Find duplicate items in all lists of a list of lists and remove them

Question

I've read loads of examples but not quite finding what i'm looking for. Tried several ways of doing this but looking for the best.

So the idea is that given:

s1 = ['a','b','c']
s2 = ['a','potato','d']
s3 = ['a','b','h']
strings=[s1,s2,s3]

the results should be:

['c']
['potato','d']
['h']

because these items are unique across the whole list of lists.

Thank you for any suggestions :)

stackoverflow.com/questions/2213923/… -already answered pls check this link.... — Lakshmi Ram
– Lakshmi Ram, Commented Apr 2, 2020 at 11:30

Kasravnd · Accepted Answer · 2020-04-02 11:39:37Z

As a general approach you can keep a counter of all items and then keep those that have appeared only once.

In [21]: from collections import Counter 

In [23]: counts = Counter(s1 + s2 + s3)                                                                                                                                                                     

In [24]: [i for i in s1 if counts[i] == 1]                                                                                                                                                                  
Out[24]: ['c']

In [25]: [i for i in s2 if counts[i] == 1]                                                                                                                                                                  
Out[25]: ['potato', 'd']

In [26]: [i for i in s3 if counts[i] == 1]                                                                                                                                                                  
Out[26]: ['h']

And if you have a nested list you can do the following:

In [28]: s = [s1, s2, s3]                                                                                                                                                                                   

In [30]: from itertools import chain                                                                                                                                                                        

In [31]: counts = Counter(chain.from_iterable(s))

* [Stated exercise 1]: Summarize the thread in two sentences.
* [Stated exercise 2]:
Answer these questions from the thread:
(a) From which module is Counter imported?
(b) What result should the list s2 give?
(c) On what date did Lakshmi Ram comment?
* [Stated exercise 3]: Reproduce the part of the thread that opens with the words containing "Find duplicate items" and closes with "for the best.".

* [Information provided]:
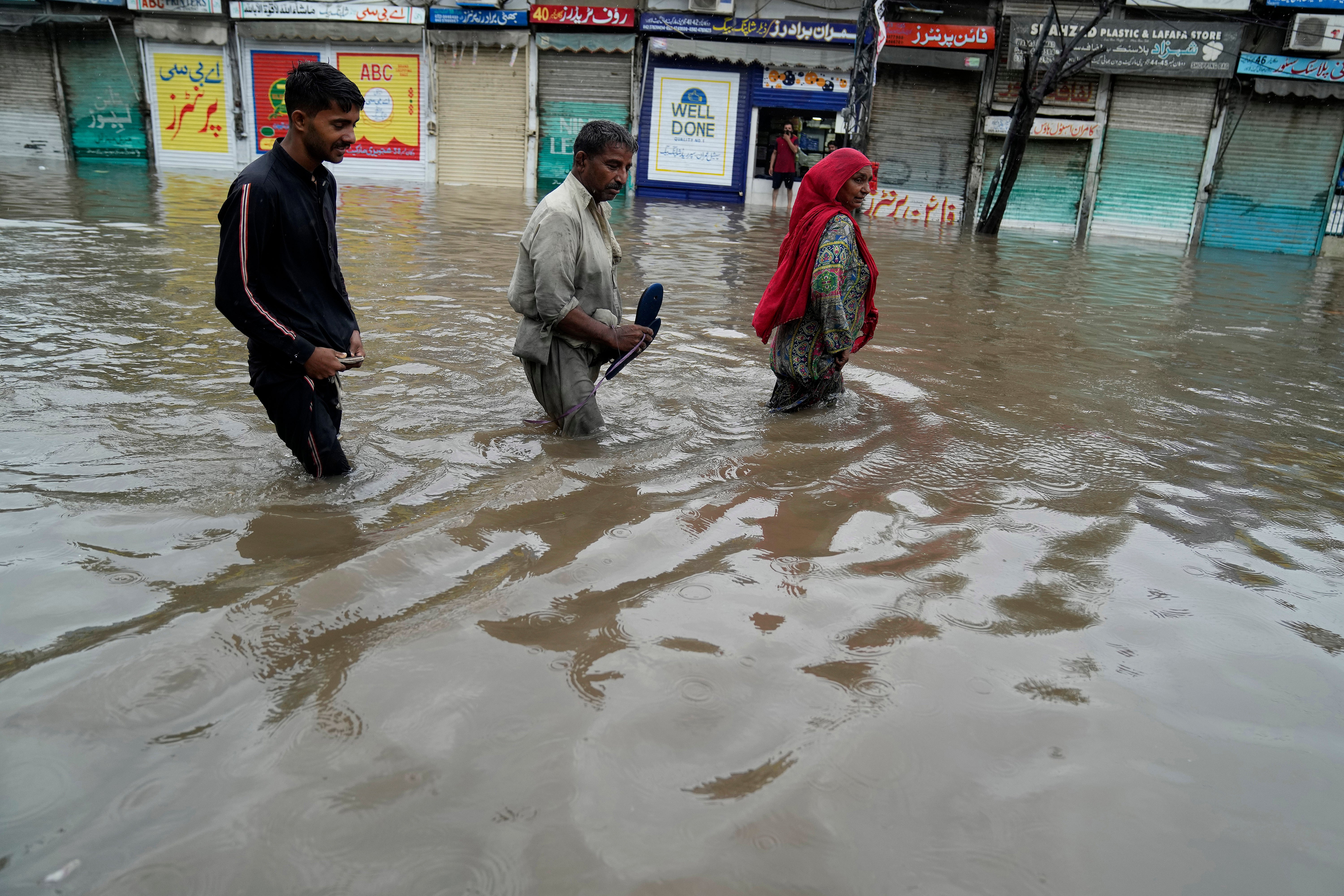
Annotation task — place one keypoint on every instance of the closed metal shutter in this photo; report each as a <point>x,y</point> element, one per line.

* [Result 1]: The question asks how to remove items that appear in more than one list of a list of lists, so that only items unique across the whole list of lists remain, giving ['c'], ['potato','d'] and ['h'] for the three example lists. The accepted answer keeps a counter of all items and keeps those that have appeared only once, building the counter with chain.from_iterable when the lists are nested.

* [Result 2]:
(a) collections
(b) ['potato','d']
(c) Apr 2, 2020

* [Result 3]:
Find duplicate items in all lists of a list of lists and remove them

Question

I've read loads of examples but not quite finding what i'm looking for. Tried several ways of doing this but looking for the best.